* **What the task asks**:
Continue the chat about the ray-plane intersection code from where it stops.

* **Source extract**:
⁂
Oh. I got it, thanks. Sorry, the head is running slow now

I'm reading a code to the determine intersection of ray with plane, and i'm trying to understand what he's doing so his code is written like this

float Vd = plane.m_vcN * m_vcDir;

// ray parallel to plane
if (_fabs(Vd) < 0.00001f)
return false;

i want to know what VD is

this is from 3d game engine programming book

my first introduction to 3d geometry was other people's code. it was not a good introduction. i'd like to think it is better now. a lot of video cards / video packages have primitives that keep people from reinventing the wheel. i expect that they still do.

5:00 PM

@leslietownes well, I hope it was a tasty burrito

i'm trying to understand the code on my own free time

@leslietownes lots of routines for fast lines and polygons

it wasn't even the good burrito place. it was just the one close to campus. that's ultimately what is so annoying about it.

@fido9dido Vd looks like it is supposed to be the dot product of the surface normal with m_vcDir

the fabs stuff is basically testing if Vd is zero, within some tolerance, because nothing floating point is ever going to actually be zero. i'm not sure of what the code is trying to do.
⁂
* **Material provided**:
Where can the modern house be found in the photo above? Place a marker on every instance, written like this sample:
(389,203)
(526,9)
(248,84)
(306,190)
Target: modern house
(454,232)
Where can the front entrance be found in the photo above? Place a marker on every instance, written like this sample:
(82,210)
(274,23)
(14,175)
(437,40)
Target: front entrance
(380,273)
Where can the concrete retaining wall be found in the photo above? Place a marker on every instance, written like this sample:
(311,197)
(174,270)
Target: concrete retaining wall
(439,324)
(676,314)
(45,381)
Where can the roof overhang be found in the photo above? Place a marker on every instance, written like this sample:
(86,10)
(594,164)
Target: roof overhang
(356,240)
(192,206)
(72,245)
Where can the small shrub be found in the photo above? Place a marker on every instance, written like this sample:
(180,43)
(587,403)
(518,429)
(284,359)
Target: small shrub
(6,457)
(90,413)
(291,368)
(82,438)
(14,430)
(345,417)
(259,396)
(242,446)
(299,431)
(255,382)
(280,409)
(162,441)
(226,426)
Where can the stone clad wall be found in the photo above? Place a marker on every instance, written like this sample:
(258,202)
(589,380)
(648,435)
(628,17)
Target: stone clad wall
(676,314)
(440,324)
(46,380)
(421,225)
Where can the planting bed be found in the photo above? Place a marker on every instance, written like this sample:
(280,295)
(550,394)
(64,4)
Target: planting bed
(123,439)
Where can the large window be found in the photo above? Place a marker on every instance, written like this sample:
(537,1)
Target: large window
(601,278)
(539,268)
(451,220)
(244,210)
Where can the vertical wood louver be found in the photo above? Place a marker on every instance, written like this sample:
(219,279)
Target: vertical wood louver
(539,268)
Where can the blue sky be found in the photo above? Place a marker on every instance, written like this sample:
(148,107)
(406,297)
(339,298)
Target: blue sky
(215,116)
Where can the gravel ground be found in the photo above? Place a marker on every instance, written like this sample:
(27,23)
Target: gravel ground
⁂
* **Result below**:
5:09 PM

i know i just don't understand the meaning of the dot product! what does this value represent , for cross product we get a perpendicular vector but what does this value represent

fabs is the c++ version of absolute

Use your $\vec x\cdot\vec y = \|\vec x\|\|\vec y\|\cos\theta$ to see what dot product means.

if a vector lies in the plane, or is representable as being parallel to the plane, its dot product with the normal is going to be zero.

in floating point, it might be some junk at the end that isn't quite zero.

If $\|\vec y\|=1$, it gives you the (signed) length of the projection of $\vec x$ onto $\vec y$. Nice triangle picture to draw.

don't draw any pictures at any time. it's a trap.

once you start, you can't stop, and then you wind up a geometer. the strong boy will "cut it out"

@leslie Maybe you're overdoing this over and over ...

What is cute once gets very tiresome.

5:13 PM

my wife has made this point. we strongly diverge on whether repetition makes things funnier. but noted and thank you.

ah thanks

I speak as one of the room mob bosses.

it's hard to come up with bits to do. i just want to do one of my, like, four or five bits. don't make me rehearse a whole new hour of material.

@leslietownes I am a strong proponent of drawing pictures.

Is it really drawing if the computer does it for you?

2

@leslietownes or worse, a physicist ...

5:17 PM

yes, that is the end of civilization.

Ten rounds of applause for Astyx :)

proof is a social process...

i remember talking to a physicist once about a functional analysis problem. he was using intuition imported from lie groups, where the topologies are simpler. i asked him, do you realize what we even have classes on functional analysis for? the unbounded operators class? all of those are classes precisely because you can't do what you're doing. he didn't care.

there was a picture to go along with it, too.

and he probably got the right answer.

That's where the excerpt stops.